[EXERCISE TASK] Copy everything in the listing below word for word, apart from any images.

[EXTRACTED DATA]

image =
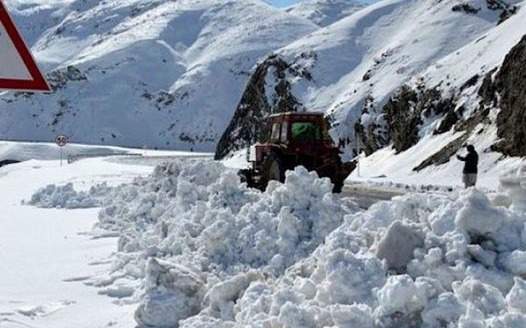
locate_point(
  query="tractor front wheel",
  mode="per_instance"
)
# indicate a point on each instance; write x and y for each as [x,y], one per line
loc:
[274,169]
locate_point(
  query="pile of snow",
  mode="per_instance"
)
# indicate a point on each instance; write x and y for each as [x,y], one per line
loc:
[199,249]
[53,196]
[514,182]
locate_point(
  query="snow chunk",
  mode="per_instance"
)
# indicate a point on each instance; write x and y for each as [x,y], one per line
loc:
[398,245]
[516,298]
[478,216]
[173,293]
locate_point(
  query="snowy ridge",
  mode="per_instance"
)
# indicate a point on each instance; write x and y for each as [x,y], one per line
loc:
[132,73]
[355,69]
[325,12]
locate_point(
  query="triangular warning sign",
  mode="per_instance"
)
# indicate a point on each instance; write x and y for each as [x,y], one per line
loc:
[18,70]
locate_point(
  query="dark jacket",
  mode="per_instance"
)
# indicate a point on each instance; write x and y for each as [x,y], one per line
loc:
[472,162]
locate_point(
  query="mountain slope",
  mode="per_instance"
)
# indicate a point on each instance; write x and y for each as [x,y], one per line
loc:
[325,12]
[135,72]
[350,69]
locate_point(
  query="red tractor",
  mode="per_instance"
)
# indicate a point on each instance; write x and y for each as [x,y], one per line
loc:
[297,139]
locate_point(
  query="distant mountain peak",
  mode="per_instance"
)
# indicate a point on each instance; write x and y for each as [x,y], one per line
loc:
[325,12]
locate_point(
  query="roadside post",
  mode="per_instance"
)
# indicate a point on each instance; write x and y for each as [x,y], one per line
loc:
[61,142]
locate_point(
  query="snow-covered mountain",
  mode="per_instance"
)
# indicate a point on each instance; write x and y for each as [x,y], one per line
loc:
[325,12]
[393,73]
[142,72]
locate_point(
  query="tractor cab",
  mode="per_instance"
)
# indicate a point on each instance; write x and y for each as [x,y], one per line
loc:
[296,139]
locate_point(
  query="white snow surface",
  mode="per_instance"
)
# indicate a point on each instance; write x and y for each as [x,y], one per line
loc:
[199,249]
[325,12]
[165,74]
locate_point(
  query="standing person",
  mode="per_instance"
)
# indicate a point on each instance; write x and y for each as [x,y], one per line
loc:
[471,167]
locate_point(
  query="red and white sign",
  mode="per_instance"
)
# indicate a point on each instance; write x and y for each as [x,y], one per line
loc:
[18,70]
[61,141]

[EXERCISE OUTPUT]
image =
locate_point(
  query="tractor front wheel",
  mode="per_instance"
)
# indicate a point on each instance; write x and y for each as [x,y], one per line
loc:
[274,169]
locate_point(
  query="pile of snow",
  mode="per_instance"
)
# indicate a point on each instance; write x and y for each as [x,y], one per line
loc:
[199,249]
[53,196]
[514,182]
locate_point(
  query="snow chunk",
  mode="per_instance"
)
# indicate a point on each instance; write x and y for each as [x,y], one per line
loc:
[398,245]
[516,298]
[478,216]
[173,293]
locate_point(
  query="snowy ridge",
  mode="per_instance"
)
# indicate a point on each instance; write x and y for each as [x,y], one per line
loc:
[132,73]
[355,69]
[325,12]
locate_point(
  query="triangular warning sign",
  mode="per_instance"
)
# indicate a point on each instance; write x and y for each as [x,y], one per line
loc:
[18,70]
locate_point(
  query="dark jacket",
  mode="per_instance"
)
# indicate a point on each instance; write x and y for each as [x,y], one per line
loc:
[472,162]
locate_point(
  query="mountain slope",
  mode="per_instance"
)
# indicate a point on each instance; write x and y for each as [x,y], one per line
loc:
[325,12]
[135,72]
[350,69]
locate_point(
  query="red tractor",
  mode="per_instance"
)
# indicate a point on each instance; write x and y for each as [x,y], one per line
loc:
[297,139]
locate_point(
  query="distant mountain peak",
  mode="per_instance"
)
# indicate a point on each instance; write x and y for each as [x,y], one per line
loc:
[325,12]
locate_point(
  query="roadside post",
  mode="per_instance"
)
# indicate a point on each instance; write x and y for each as [x,y], one per line
loc:
[61,142]
locate_point(
  query="snow-covered mountain",
  mode="per_instance"
)
# indicate a point on each instance; write x and y for each as [x,y], one per line
loc:
[325,12]
[393,73]
[142,72]
locate_point(
  query="tractor cab",
  mode="per_instance"
)
# indicate a point on each instance; write x and y for each as [x,y], one per line
loc:
[296,139]
locate_point(
  query="white snow surface",
  mode="per_instance"
)
# indicate a point on each instance; write x and y for each as [x,y], one per line
loc:
[199,249]
[325,12]
[165,74]
locate_point(
  query="standing person",
  mode="per_instance"
)
# indicate a point on each instance; write x and y for each as [x,y], one per line
loc:
[471,167]
locate_point(
  query="red and white sign",
  mode="per_instance"
)
# indicate a point on each instance; write x and y for each as [x,y], one per line
loc:
[18,70]
[61,141]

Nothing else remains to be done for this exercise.